● Text:
__________________________________________________

SALT LAKE CITY (ABC4) – It’s like a scene straight from your favorite holiday movie.

Christmas Eve, and the perfect gift is nowhere to be found. This year, that classic trope — the last-minute panicked shopping frenzy — could become a reality for many people.

With the pandemic-motivated consumer goods shortages, items are selling out faster than usual. It can be hard to find a new phone, a pair of skis for the upcoming season, or — even still — your brand of toilet paper at the store. And as holiday shopping picks up, finding a specific item might become even more difficult. Local economics experts say that while there’s reason to be concerned, there are still ways for shoppers to find the perfect gift for everyone on their list.

“It looks like it’s going to be a different Christmas this year,” says Michael Mamo, associate professor of economics at Westminster College. “Not only are prices rising, but people are spending a lot more, which is causing a lot of backlog.”

Supply chain disruptions and the related shortages in consumer goods are not news to most shoppers.

When the COVID-19 pandemic swept the globe, manufacturing plants shut down, upending production, inventory, and shipping practices seemingly all at once.

At the same time, consumers were panic buying in stores as well as ordering a surplus of items online. Now, with an excess of orders, products are bottlenecking at ports – and labor shortages exacerbate the problem even more.  

“Once these disruptions happen, they tend to have a domino effect,” Mamo says.

Shoppers can also expect shipping delays this season, says Dean Baker, senior economist at the Center for Economic Policy Research and visiting professor at the University of Utah.

“If you’re expecting that you’re going to get everything in two to three days, that’s probably not going to be true,” he says.

But although supply chain shortages and related delays present extra challenges for holiday shopping this year, they don’t have to ruin the holidays. Both Mamo and Baker recommend shopping early to avoid retailers running out of specific products.

__________________________________________________

● Information given:

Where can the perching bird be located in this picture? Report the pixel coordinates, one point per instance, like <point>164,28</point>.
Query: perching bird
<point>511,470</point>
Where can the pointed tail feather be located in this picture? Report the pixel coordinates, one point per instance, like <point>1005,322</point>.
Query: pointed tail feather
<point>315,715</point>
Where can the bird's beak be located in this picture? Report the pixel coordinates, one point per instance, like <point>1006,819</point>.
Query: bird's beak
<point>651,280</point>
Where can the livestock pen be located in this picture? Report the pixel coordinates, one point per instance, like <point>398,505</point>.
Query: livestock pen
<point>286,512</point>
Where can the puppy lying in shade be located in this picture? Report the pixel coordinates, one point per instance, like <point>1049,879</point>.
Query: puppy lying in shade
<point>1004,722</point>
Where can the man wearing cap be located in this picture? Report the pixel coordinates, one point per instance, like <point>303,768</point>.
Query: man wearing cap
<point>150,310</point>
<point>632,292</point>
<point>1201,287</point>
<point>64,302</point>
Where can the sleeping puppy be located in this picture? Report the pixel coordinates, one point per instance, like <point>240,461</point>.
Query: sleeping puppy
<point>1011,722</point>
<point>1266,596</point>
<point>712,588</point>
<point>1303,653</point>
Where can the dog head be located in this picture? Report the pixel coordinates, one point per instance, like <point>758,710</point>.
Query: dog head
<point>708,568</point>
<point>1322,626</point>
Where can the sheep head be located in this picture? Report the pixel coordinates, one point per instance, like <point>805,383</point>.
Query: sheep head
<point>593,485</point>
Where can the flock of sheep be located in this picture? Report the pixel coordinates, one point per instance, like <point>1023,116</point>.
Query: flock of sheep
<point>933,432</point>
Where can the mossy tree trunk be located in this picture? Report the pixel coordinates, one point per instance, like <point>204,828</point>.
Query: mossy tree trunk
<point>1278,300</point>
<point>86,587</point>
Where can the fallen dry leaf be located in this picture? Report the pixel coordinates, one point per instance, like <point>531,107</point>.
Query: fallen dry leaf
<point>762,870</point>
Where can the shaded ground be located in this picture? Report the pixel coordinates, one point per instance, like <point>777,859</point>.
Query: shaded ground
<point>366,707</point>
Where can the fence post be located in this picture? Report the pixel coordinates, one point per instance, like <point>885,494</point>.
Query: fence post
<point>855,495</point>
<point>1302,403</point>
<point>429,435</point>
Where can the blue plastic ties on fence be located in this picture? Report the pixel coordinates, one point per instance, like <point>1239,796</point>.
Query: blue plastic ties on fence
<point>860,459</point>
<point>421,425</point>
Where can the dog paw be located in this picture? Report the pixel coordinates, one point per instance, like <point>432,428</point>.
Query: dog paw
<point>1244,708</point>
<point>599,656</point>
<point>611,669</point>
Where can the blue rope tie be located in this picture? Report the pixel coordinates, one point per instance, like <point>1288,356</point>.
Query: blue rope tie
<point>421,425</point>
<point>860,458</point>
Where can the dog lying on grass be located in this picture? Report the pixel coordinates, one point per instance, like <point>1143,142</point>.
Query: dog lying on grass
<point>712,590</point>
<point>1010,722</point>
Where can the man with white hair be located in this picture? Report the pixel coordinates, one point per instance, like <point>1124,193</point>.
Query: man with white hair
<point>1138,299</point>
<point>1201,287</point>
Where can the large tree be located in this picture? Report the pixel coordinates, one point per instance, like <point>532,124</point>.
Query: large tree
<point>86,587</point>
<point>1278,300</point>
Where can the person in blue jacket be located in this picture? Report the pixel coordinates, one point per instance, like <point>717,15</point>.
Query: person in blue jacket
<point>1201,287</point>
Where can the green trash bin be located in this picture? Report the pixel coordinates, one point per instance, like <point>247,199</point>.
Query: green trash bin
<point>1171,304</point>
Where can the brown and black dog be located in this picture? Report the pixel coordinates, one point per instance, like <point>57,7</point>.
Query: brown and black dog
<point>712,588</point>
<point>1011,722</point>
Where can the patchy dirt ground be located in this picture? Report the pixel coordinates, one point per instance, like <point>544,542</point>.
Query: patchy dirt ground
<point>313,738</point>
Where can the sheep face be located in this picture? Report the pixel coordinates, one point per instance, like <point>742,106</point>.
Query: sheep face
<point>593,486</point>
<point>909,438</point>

__________________________________________________

● Task 1:
In the holiday shopping article, condense the paragraph beginning "With the pandemic-motivated consumer goods shortages" into a short bulleted list that keeps its main facts.
● Task 2:
Carry the holiday shopping article forward, picking up right after its final sentence.

● Exercise result 1:
- Pandemic-related shortages of consumer goods are making items sell out faster than usual.
- Things like a new phone, skis for the coming season, or a preferred brand of toilet paper can be hard to find.
- Tracking down a specific item may get harder as holiday shopping picks up.
- Local economics experts see reason for concern but say shoppers still have ways to find the perfect gift for everyone on their list.

● Exercise result 2:
“Place your order as early as possible,” Mamo says. “Things could run out maybe a few weeks before the holiday. Many of us are accustomed to doing last-minute shopping for gifts. That might be a risk this year.”

As far as which items will run out, Baker says it’s hard to tell. With the excess of goods clogging up port operations, the focus for workers is on clearing the docks to make way for the next ship, which delays the unpacking of some items.

“If there’s a ship that’s carrying bicycles that are going to stores in Salt Lake City and it gets pushed to the side, then other items get moved ahead,” he says. “It’s not even that people wanted to pay more for those other items, but [port workers] are in a rush and this is what ends up happening.”  

Another way to shop this year is by looking to local businesses and artisans for gifts. Salt Lake City boasts a wide variety of options for shopping local, from maker’s markets like Salt & Honey and The Hive Market to art galleries and shops like the Urban Arts Gallery and the shop at UMOCA.

“If you see it in the store, you know you’re going to have it,” Baker says. “If it’s locally made then you don’t have this issue of it having to travel across the country.”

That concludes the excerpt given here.